### Work order A
Decide whether each statement, (i) through (iii), agrees with the passage on police killing data, answering yes or no and quoting the words of the passage that decide it. (i) The Harvard study drew on data from the Guardian. (ii) The National Vital Statistics System dataset is kept by the Guardian. (iii) The misclassification errors occurred disproportionately in high-income jurisdictions.
### Work order B
Answer these questions from the passage on police killing data.
(i) In which year did the police killings examined in the study take place?
(ii) Who was the lead researcher?
(iii) What was the name of the Guardian's investigation into police killings?

Segment Start: Page text

How many people have been killed in the United States by law enforcers? That question is actually more complicated than it appears because there is a lot of questionable data being used to establish that number:
Over half of all police killings in 2015 were wrongly classified as not having been the result of interactions with officers, a new Harvard study based on Guardian data has found.
The finding is just the latest to show government databases seriously undercounting the number of people killed by police.
“Right now the data quality is bad and unacceptable,” said lead researcher Justin Feldman. “To effectively address the problem of law enforcement-related deaths, the public needs better data about who is being killed, where, and under what circumstances.”
Feldman used data from the Guardian’s 2015 investigation into police killings, The Counted, and compared it with data from the National Vital Statistics System (NVSS). That dataset, which is kept by the Centers for Disease Control and Prevention (CDC), was found to have misclassified 55.2% of all police killings, with the errors occurring disproportionately in low-income jurisdictions.

Segment End: Page text
Segment Start: Dataset extract

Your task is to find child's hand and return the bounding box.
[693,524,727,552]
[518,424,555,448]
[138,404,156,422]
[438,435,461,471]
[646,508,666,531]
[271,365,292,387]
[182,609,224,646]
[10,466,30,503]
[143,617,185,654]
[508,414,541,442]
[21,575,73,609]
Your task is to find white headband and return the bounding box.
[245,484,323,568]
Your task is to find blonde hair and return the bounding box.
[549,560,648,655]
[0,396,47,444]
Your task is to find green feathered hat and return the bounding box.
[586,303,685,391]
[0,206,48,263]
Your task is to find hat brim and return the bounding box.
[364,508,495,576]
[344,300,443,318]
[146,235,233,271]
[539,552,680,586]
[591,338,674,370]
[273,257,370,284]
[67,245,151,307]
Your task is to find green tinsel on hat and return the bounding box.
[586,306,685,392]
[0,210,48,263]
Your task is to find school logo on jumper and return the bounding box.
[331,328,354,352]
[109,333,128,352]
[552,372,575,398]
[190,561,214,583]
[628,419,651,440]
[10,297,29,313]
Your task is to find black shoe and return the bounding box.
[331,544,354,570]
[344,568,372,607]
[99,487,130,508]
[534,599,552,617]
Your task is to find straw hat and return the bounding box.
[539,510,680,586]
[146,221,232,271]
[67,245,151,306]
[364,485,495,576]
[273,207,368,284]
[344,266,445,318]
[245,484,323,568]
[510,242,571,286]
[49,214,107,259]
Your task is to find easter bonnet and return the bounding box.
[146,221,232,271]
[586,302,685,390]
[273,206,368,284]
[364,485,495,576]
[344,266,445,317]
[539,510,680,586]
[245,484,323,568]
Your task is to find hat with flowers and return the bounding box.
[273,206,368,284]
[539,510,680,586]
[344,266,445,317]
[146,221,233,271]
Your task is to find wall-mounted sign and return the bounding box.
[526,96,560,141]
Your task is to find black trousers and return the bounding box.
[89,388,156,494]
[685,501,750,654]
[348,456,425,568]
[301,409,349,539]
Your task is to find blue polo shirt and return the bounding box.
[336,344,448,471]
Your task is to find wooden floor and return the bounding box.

Segment End: Dataset extract

### Answer section A
(i) Yes: "a new Harvard study based on Guardian data has found."
(ii) No: "That dataset, which is kept by the Centers for Disease Control and Prevention (CDC)"
(iii) No: "with the errors occurring disproportionately in low-income jurisdictions."

### Answer section B
(i) 2015
(ii) Justin Feldman
(iii) The Counted